• _Task goal_: Your job is to return every line in the data holding the string "blade".

== Extracted information

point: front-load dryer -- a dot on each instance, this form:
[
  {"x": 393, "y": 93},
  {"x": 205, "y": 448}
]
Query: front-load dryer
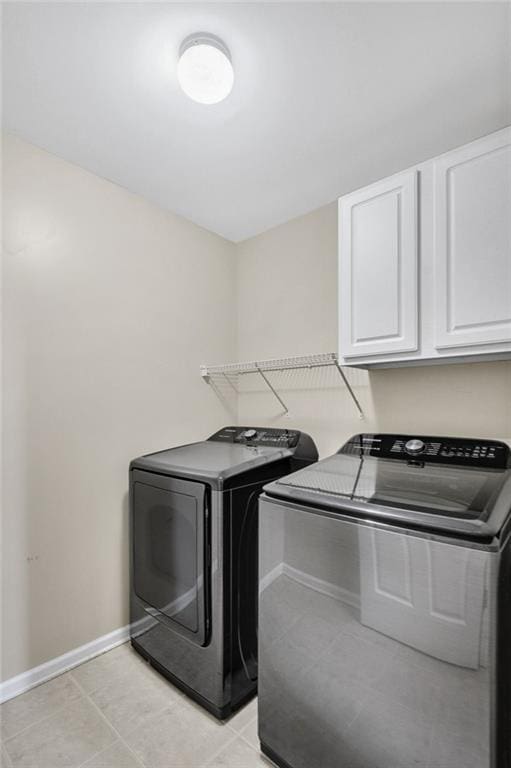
[{"x": 194, "y": 557}]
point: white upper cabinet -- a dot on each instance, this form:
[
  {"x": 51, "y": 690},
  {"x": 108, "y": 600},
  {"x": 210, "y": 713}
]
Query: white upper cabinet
[
  {"x": 425, "y": 261},
  {"x": 378, "y": 268},
  {"x": 472, "y": 257}
]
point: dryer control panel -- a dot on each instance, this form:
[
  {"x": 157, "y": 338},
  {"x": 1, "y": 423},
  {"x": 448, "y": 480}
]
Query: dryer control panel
[{"x": 276, "y": 438}]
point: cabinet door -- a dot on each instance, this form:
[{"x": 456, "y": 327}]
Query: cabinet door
[
  {"x": 472, "y": 259},
  {"x": 378, "y": 268}
]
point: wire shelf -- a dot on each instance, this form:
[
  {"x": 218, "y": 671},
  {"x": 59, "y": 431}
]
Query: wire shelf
[{"x": 262, "y": 367}]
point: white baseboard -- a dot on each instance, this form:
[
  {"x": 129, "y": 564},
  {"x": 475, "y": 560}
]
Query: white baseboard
[
  {"x": 27, "y": 680},
  {"x": 37, "y": 675}
]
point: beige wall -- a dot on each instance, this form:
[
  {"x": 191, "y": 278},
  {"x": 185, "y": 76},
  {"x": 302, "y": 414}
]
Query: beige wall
[
  {"x": 287, "y": 297},
  {"x": 110, "y": 307}
]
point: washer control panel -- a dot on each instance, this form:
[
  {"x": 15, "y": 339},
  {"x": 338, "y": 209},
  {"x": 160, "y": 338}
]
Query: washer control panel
[
  {"x": 277, "y": 438},
  {"x": 441, "y": 450}
]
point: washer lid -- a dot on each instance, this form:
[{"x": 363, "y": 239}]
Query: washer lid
[
  {"x": 211, "y": 461},
  {"x": 472, "y": 501}
]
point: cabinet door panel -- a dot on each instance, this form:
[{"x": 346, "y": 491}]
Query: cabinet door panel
[
  {"x": 472, "y": 259},
  {"x": 378, "y": 268}
]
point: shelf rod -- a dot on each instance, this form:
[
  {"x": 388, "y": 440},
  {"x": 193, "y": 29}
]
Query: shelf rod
[
  {"x": 286, "y": 409},
  {"x": 350, "y": 390}
]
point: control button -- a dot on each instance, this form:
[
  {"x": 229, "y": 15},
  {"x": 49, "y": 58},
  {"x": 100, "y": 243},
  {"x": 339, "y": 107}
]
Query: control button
[{"x": 414, "y": 446}]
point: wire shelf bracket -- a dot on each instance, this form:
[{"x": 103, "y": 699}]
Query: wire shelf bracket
[{"x": 262, "y": 367}]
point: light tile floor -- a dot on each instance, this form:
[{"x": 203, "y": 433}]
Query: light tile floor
[{"x": 115, "y": 711}]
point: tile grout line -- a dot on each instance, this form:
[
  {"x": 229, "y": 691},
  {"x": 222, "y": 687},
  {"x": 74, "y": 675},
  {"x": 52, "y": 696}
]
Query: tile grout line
[
  {"x": 116, "y": 732},
  {"x": 220, "y": 749},
  {"x": 7, "y": 757},
  {"x": 45, "y": 717},
  {"x": 258, "y": 751}
]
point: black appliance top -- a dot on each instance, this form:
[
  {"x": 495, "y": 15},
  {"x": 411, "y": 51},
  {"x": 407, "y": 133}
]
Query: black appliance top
[
  {"x": 229, "y": 452},
  {"x": 456, "y": 485}
]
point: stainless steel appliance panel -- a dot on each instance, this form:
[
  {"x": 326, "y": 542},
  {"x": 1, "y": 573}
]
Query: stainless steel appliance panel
[{"x": 377, "y": 645}]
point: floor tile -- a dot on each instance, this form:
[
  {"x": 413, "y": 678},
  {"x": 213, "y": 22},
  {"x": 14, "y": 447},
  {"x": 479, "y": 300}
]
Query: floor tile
[
  {"x": 34, "y": 705},
  {"x": 102, "y": 670},
  {"x": 238, "y": 754},
  {"x": 4, "y": 758},
  {"x": 116, "y": 756},
  {"x": 250, "y": 734},
  {"x": 64, "y": 740},
  {"x": 244, "y": 716},
  {"x": 180, "y": 737},
  {"x": 130, "y": 700}
]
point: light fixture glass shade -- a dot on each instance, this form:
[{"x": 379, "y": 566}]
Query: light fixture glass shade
[{"x": 204, "y": 69}]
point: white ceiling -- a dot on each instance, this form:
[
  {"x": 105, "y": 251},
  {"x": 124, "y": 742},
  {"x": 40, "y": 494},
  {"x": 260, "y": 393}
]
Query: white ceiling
[{"x": 327, "y": 97}]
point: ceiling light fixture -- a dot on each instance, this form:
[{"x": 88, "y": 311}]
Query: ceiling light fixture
[{"x": 204, "y": 69}]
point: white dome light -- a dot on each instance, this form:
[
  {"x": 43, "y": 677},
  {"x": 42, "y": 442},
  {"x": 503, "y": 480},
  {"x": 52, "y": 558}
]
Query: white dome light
[{"x": 204, "y": 69}]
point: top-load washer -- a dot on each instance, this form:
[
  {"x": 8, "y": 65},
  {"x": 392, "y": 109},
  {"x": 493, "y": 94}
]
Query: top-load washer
[
  {"x": 194, "y": 575},
  {"x": 385, "y": 607}
]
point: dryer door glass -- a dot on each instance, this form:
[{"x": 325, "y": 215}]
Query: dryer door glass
[{"x": 170, "y": 550}]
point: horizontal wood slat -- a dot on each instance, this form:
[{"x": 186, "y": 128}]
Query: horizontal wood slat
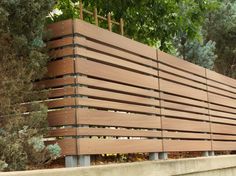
[
  {"x": 102, "y": 146},
  {"x": 109, "y": 94}
]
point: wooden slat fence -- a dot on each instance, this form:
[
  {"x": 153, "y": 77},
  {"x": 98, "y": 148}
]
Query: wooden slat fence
[{"x": 110, "y": 94}]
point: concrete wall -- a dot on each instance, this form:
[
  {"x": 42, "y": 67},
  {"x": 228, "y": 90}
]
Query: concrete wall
[{"x": 204, "y": 166}]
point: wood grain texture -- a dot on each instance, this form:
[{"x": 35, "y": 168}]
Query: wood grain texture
[
  {"x": 60, "y": 29},
  {"x": 113, "y": 51},
  {"x": 102, "y": 146},
  {"x": 106, "y": 118},
  {"x": 91, "y": 68}
]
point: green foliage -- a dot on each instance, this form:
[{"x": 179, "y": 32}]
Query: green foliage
[
  {"x": 220, "y": 27},
  {"x": 154, "y": 22},
  {"x": 3, "y": 165},
  {"x": 197, "y": 53},
  {"x": 23, "y": 60}
]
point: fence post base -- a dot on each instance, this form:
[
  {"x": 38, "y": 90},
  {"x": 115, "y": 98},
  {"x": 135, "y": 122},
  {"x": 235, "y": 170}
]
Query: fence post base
[
  {"x": 205, "y": 153},
  {"x": 211, "y": 153},
  {"x": 71, "y": 161},
  {"x": 163, "y": 155},
  {"x": 153, "y": 156},
  {"x": 84, "y": 160}
]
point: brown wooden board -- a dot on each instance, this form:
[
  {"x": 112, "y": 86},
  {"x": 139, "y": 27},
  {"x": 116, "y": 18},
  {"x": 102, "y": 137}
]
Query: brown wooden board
[{"x": 109, "y": 146}]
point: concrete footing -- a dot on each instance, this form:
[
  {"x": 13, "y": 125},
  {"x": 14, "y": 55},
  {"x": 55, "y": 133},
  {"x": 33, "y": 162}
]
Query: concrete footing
[
  {"x": 163, "y": 155},
  {"x": 153, "y": 156},
  {"x": 71, "y": 161},
  {"x": 201, "y": 166}
]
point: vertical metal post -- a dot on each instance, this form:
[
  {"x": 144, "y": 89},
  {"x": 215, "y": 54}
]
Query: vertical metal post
[
  {"x": 81, "y": 9},
  {"x": 109, "y": 21},
  {"x": 95, "y": 13},
  {"x": 121, "y": 26}
]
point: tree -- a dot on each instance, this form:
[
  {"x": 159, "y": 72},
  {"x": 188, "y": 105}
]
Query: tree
[
  {"x": 154, "y": 22},
  {"x": 220, "y": 27},
  {"x": 23, "y": 61}
]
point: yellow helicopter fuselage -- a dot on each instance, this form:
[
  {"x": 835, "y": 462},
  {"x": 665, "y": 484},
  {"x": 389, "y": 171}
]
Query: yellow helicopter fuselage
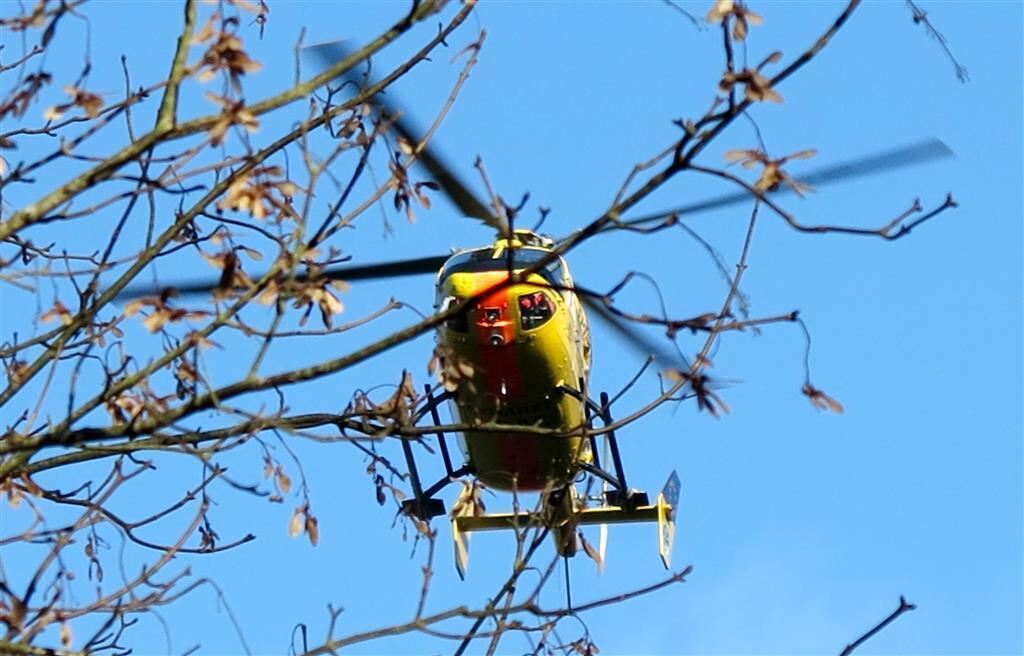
[{"x": 525, "y": 343}]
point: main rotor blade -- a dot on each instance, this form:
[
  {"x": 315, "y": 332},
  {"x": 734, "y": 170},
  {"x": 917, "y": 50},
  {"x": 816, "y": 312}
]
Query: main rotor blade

====

• _Result of the exercise_:
point: main rotor blade -- a dot on each instance, this form:
Query: main rotor blade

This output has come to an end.